(Rows on locating named things)
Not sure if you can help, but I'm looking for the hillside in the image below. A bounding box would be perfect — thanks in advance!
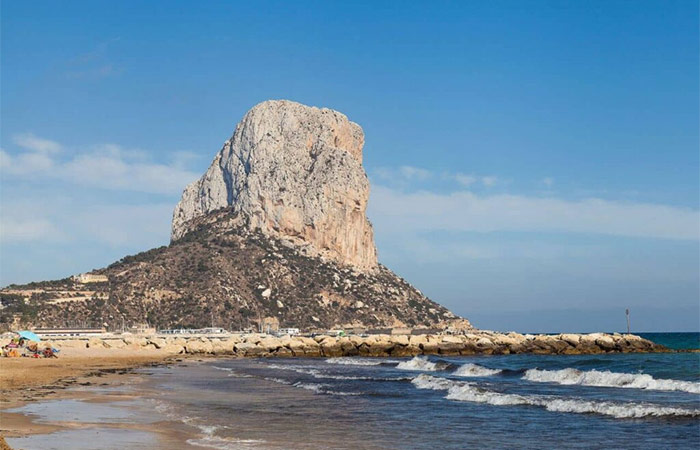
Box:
[0,211,466,329]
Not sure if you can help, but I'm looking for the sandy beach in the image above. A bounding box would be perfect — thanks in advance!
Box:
[0,349,183,449]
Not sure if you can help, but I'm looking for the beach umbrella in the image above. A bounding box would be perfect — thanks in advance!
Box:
[17,330,41,342]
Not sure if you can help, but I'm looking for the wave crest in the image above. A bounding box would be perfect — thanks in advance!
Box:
[412,374,700,419]
[523,368,700,394]
[453,363,503,377]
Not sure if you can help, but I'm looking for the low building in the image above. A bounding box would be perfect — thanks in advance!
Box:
[33,328,106,339]
[277,328,299,336]
[71,273,109,284]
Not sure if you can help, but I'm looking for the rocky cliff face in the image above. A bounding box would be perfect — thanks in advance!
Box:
[0,101,471,330]
[0,210,469,330]
[172,100,377,271]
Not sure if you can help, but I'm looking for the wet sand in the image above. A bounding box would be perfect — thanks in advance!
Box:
[0,349,190,450]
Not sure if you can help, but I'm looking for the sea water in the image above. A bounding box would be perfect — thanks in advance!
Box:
[144,333,700,449]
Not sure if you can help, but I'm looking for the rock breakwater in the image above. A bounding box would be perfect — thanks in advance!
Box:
[35,332,667,357]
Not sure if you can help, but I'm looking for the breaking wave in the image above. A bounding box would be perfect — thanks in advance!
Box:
[523,368,700,394]
[326,357,386,366]
[267,361,410,381]
[452,363,502,377]
[396,356,451,372]
[187,425,265,450]
[412,374,700,418]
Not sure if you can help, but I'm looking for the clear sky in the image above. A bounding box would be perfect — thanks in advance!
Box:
[0,0,700,331]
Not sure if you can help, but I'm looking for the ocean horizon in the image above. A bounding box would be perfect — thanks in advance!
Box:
[7,333,700,450]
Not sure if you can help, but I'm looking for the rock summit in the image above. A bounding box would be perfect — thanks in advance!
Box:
[172,100,377,271]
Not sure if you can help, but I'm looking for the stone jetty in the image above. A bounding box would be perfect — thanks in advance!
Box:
[35,331,667,357]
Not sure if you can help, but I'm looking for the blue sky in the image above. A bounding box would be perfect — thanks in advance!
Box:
[0,1,700,331]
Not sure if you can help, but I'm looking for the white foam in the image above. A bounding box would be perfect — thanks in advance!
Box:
[326,357,382,366]
[523,368,700,394]
[452,363,502,377]
[211,366,253,378]
[412,374,700,418]
[396,356,439,372]
[292,382,362,396]
[411,374,455,391]
[267,361,405,381]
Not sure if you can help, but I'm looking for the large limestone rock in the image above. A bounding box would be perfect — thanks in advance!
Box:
[172,100,377,271]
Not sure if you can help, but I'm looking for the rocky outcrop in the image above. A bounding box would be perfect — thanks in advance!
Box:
[172,100,377,271]
[37,331,668,357]
[10,210,460,331]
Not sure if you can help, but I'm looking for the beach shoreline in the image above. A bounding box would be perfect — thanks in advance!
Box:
[0,333,666,448]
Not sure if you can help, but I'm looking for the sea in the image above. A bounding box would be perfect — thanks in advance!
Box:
[8,333,700,450]
[139,333,700,450]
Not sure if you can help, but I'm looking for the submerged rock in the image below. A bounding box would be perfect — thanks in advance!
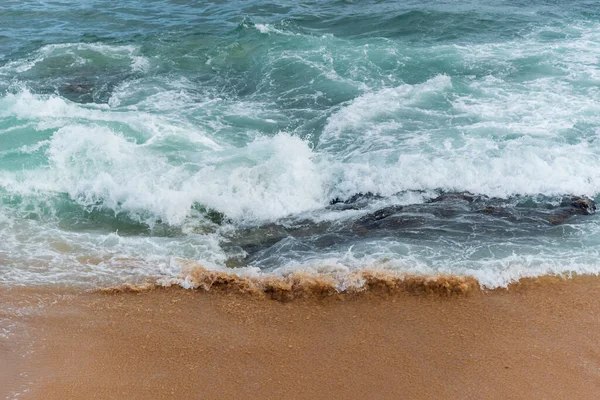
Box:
[220,192,596,265]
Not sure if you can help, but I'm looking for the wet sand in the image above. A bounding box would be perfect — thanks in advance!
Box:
[0,277,600,399]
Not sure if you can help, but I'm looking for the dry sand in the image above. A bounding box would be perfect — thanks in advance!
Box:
[0,277,600,399]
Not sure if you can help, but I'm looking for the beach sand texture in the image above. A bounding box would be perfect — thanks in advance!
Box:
[0,277,600,399]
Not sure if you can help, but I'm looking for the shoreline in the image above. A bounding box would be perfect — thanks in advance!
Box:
[0,276,600,399]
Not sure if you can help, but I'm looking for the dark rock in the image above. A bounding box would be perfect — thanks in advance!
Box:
[428,192,476,203]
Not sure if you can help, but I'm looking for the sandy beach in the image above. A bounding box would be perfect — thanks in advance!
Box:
[0,277,600,399]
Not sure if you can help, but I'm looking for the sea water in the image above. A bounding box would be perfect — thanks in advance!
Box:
[0,0,600,287]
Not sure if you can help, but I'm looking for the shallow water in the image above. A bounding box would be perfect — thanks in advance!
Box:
[0,0,600,287]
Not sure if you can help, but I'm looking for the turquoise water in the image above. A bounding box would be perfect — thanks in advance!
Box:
[0,0,600,287]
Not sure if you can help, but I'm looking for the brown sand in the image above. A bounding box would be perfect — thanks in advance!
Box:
[0,277,600,399]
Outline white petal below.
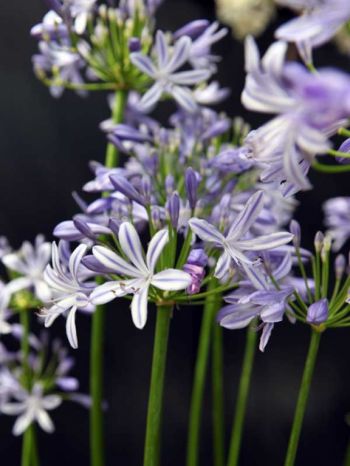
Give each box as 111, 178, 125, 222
131, 285, 148, 329
36, 409, 55, 434
146, 230, 169, 272
118, 222, 149, 275
92, 246, 142, 277
66, 306, 78, 349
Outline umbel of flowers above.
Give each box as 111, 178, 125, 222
0, 0, 350, 466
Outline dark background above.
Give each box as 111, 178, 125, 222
0, 0, 350, 466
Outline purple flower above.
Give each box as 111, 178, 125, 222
306, 299, 329, 325
91, 222, 191, 329
184, 248, 208, 294
276, 0, 350, 63
189, 191, 293, 280
42, 243, 96, 348
32, 41, 86, 97
130, 31, 211, 113
323, 197, 350, 251
242, 38, 350, 192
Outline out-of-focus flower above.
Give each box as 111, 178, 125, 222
276, 0, 350, 63
242, 37, 350, 192
216, 0, 275, 39
323, 197, 350, 251
90, 222, 191, 329
189, 191, 293, 280
131, 31, 211, 112
0, 384, 62, 435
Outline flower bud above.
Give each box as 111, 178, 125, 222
334, 254, 346, 280
306, 298, 329, 325
110, 176, 146, 206
289, 220, 301, 248
336, 138, 350, 165
167, 192, 180, 228
185, 167, 199, 210
129, 37, 141, 52
314, 231, 324, 253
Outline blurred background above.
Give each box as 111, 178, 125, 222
0, 0, 350, 466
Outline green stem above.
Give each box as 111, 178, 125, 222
90, 306, 105, 466
186, 279, 221, 466
312, 160, 350, 173
143, 306, 173, 466
212, 322, 225, 466
227, 321, 257, 466
105, 91, 127, 168
90, 91, 127, 466
21, 427, 32, 466
284, 330, 321, 466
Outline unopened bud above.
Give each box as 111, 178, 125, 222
306, 299, 329, 325
314, 231, 324, 253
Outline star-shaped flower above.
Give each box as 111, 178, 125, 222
90, 222, 192, 329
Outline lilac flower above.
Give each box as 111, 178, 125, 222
90, 222, 191, 329
276, 0, 350, 62
306, 299, 329, 325
184, 248, 208, 294
130, 31, 211, 113
323, 197, 350, 251
2, 235, 51, 302
0, 384, 62, 435
217, 254, 294, 351
242, 38, 350, 193
30, 10, 69, 40
32, 41, 85, 97
42, 243, 95, 348
189, 191, 293, 280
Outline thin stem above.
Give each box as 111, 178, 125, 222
284, 330, 321, 466
21, 427, 32, 466
186, 279, 221, 466
312, 160, 350, 173
227, 322, 257, 466
143, 306, 172, 466
90, 91, 127, 466
105, 91, 127, 168
212, 322, 225, 466
90, 296, 105, 466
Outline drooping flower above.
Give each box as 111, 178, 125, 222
42, 243, 96, 348
90, 222, 191, 329
323, 197, 350, 251
0, 384, 62, 435
131, 31, 211, 112
242, 38, 350, 192
217, 254, 294, 351
189, 191, 293, 280
1, 235, 51, 302
276, 0, 350, 62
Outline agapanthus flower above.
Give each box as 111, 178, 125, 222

◆ **WORK INSTRUCTIONS**
Write out all the rows above again, putting "much appreciated" wherever "thanks in advance" appears and changing nothing else. Leave the pictures out.

◆ **RESPONSE TO THE EXERCISE**
Not sure if you can help, but I'm looking for the hillside in the image below. A bounding box would be perfect — much appreciated!
Box:
[0,211,466,329]
Not sure if you can help, but I'm looking for the sandy beach in the image above. A bounding box would be perfect — much appreciated!
Box:
[0,349,183,449]
Not sure if you can help, but I'm looking for the beach umbrella in the image above. A bounding box would be perfect — much appreciated!
Box:
[17,330,41,342]
Not sure if you can help, but I'm looking for the wave crest in the image above. A bounding box would be perfect — much appreciated!
Box:
[412,374,700,419]
[523,368,700,394]
[453,363,503,377]
Not sure if you can help, but I'm looking for the low building in the image above. A bounding box would be perfect — much appreciated!
Box:
[33,328,106,339]
[277,328,299,336]
[71,273,109,284]
Not sure if you can help, but I'm looking for the rocky cliff face in the image above. A bounding box would be perfect — much appreciated!
Box:
[0,101,471,330]
[0,210,469,330]
[172,100,377,271]
Not sure if you can help, but I'm looking for the wet sand in the image above. A bounding box would be perfect — much appreciated!
Box:
[0,349,190,450]
Not sure if you can help, but I'm looking for the sea water in the image above. A bounding box would be perfect — much appreciated!
Box:
[144,333,700,449]
Not sure if you can help, but I'm looking for the rock breakwater in the image above. A bounding box would be perfect — much appreciated!
Box:
[35,332,667,357]
Not sure if you can help, but I'm looking for the breaking wave in the image above. A bounding box would be perfect — much appreciated!
Box:
[523,368,700,394]
[326,357,386,366]
[267,361,410,381]
[452,363,502,377]
[396,356,451,372]
[187,425,265,450]
[412,374,700,418]
Not sure if you can help, but I'm looking for the clear sky in the image above. A bounding box would be perfect — much appreciated!
Box:
[0,0,700,331]
Not sure if you can help, but I'm looking for the ocean horizon in the image above. A bounding box would be perfect — much appreciated!
Box:
[7,333,700,450]
Not sure if you can help, but I'm looking for the rock summit in the image above. A bounding box would be perfect — much appreciated!
Box:
[172,100,377,271]
Not sure if you can help, but I'm looking for the stone jetty in the image above. A bounding box would be perfect — much appreciated!
Box:
[35,331,667,357]
Not sure if you can help, but I'm looking for the blue sky in the image above. A bounding box would be perfect — much appreciated!
Box:
[0,1,700,331]
Not sure if you can help, but I'm looking for the white foam in the image above. A bounding box would be perfect — much appreciated!
Box:
[326,357,382,366]
[523,368,700,394]
[452,363,502,377]
[211,366,253,378]
[412,374,700,418]
[396,356,439,372]
[292,382,362,396]
[411,374,455,391]
[267,361,405,381]
Not sure if you can help, but I'm looking for the large limestone rock in the image above. A bounding box would be perfect — much appreciated!
Box:
[172,100,377,271]
Not sure if you can help, but I'm looking for the rocky outcrop in the image above. A bounding box would be perfect — much appreciated!
Box:
[172,100,377,271]
[37,331,668,357]
[10,210,460,331]
Not sure if you can help, but I'm looking for the beach shoreline in the image above. A bounding box would be perfect — much appreciated!
Box:
[0,333,666,448]
Not sure if you can help, but I'm looking for the sea in the image above. A bounding box would be perfect — much appreciated!
Box:
[8,333,700,450]
[139,333,700,450]
Not sure if you can help, but I'm looking for the submerged rock in the image below. A bounding box would be perfect — much appreciated!
Box:
[220,192,596,265]
Not sure if you can help, but I'm looking for the wet sand in the image above. A bounding box would be perfect — much appreciated!
Box:
[0,277,600,399]
Not sure if you can help, but I'm looking for the dry sand in the image above. A bounding box would be perfect — much appreciated!
Box:
[0,277,600,399]
Not sure if you can help, but I'm looking for the beach sand texture in the image above. A bounding box would be perfect — much appreciated!
Box:
[0,277,600,399]
Not sure if you can help, but I'm looking for the shoreline in the image above. A bounding box would be perfect — much appreciated!
Box:
[0,276,600,399]
Not sure if you can help, but I'm looking for the dark rock in the image above. A bounding box would be perfect — much appreciated!
Box:
[428,192,476,203]
Not sure if you can help, but I'm looking for the sandy beach in the image above. A bounding box would be perfect — much appreciated!
Box:
[0,277,600,399]
Not sure if you can help, but I'm looking for the sea water in the image above. A bounding box would be perfect — much appreciated!
Box:
[0,0,600,287]
Not sure if you can help, but I'm looking for the shallow water in the image above. A bounding box would be perfect — much appreciated!
Box:
[0,0,600,287]
Not sure if you can help, but I'm looking for the turquoise water in the image above. A bounding box would be perfect — much appreciated!
Box:
[0,0,600,287]
Not sure if you can help, but I'm looking for the brown sand in the image above. A bounding box would be perfect — much appreciated!
Box:
[0,277,600,399]
Outline white petal below.
Give each box as 111, 178, 125, 222
131, 285, 148, 329
36, 409, 55, 434
146, 230, 169, 272
118, 222, 149, 275
92, 246, 142, 277
66, 306, 78, 349
Outline umbel of flowers above.
Give each box as 111, 178, 125, 222
0, 0, 350, 466
Outline dark background above.
Give each box as 111, 178, 125, 222
0, 0, 350, 466
Outline purple flower above.
Give each box as 111, 178, 125, 222
306, 299, 329, 325
91, 222, 191, 329
184, 248, 208, 294
276, 0, 350, 63
189, 191, 293, 280
42, 243, 96, 348
32, 41, 86, 97
130, 31, 211, 113
323, 197, 350, 251
242, 38, 350, 192
Outline out-of-focus flower above.
Give each box as 111, 178, 125, 222
276, 0, 350, 63
242, 37, 350, 192
216, 0, 275, 39
323, 197, 350, 251
90, 222, 191, 329
189, 191, 293, 280
131, 31, 211, 112
0, 384, 62, 435
Outline flower bud above.
Give each box as 111, 178, 125, 222
334, 254, 346, 280
306, 298, 329, 325
110, 176, 146, 206
289, 220, 301, 248
336, 138, 350, 165
167, 192, 180, 228
185, 167, 199, 210
129, 37, 141, 52
314, 231, 324, 253
Outline blurred background above.
Give each box as 111, 178, 125, 222
0, 0, 350, 466
Outline green stem above.
Give each box as 111, 178, 125, 222
90, 306, 105, 466
186, 279, 221, 466
312, 160, 350, 173
143, 306, 173, 466
212, 322, 225, 466
227, 321, 257, 466
105, 91, 127, 168
90, 91, 127, 466
21, 427, 32, 466
284, 330, 321, 466
Outline unopened bud above.
Give each box as 111, 178, 125, 222
306, 299, 329, 325
314, 231, 324, 253
Outline star-shaped flower above.
Give each box as 111, 178, 125, 222
90, 222, 192, 329
Outline lilac flower above.
Give each box as 111, 178, 125, 222
90, 222, 191, 329
276, 0, 350, 62
306, 299, 329, 325
184, 248, 208, 294
130, 31, 211, 113
323, 197, 350, 251
2, 235, 51, 302
0, 384, 62, 435
217, 254, 294, 351
242, 38, 350, 193
30, 10, 69, 40
32, 41, 85, 97
42, 243, 95, 348
189, 191, 293, 280
Outline thin stem above.
Give each box as 111, 178, 125, 222
284, 330, 321, 466
21, 427, 32, 466
186, 279, 221, 466
312, 160, 350, 173
227, 322, 257, 466
143, 306, 172, 466
90, 91, 127, 466
105, 91, 127, 168
212, 322, 225, 466
90, 296, 105, 466
Outline drooping flower above.
Give each box as 111, 178, 125, 222
42, 243, 96, 348
90, 222, 191, 329
323, 197, 350, 251
0, 384, 62, 435
131, 31, 211, 112
242, 38, 350, 192
217, 254, 294, 351
189, 191, 293, 280
1, 235, 51, 302
276, 0, 350, 62
Outline agapanthus flower above.
Give each box as 111, 178, 125, 222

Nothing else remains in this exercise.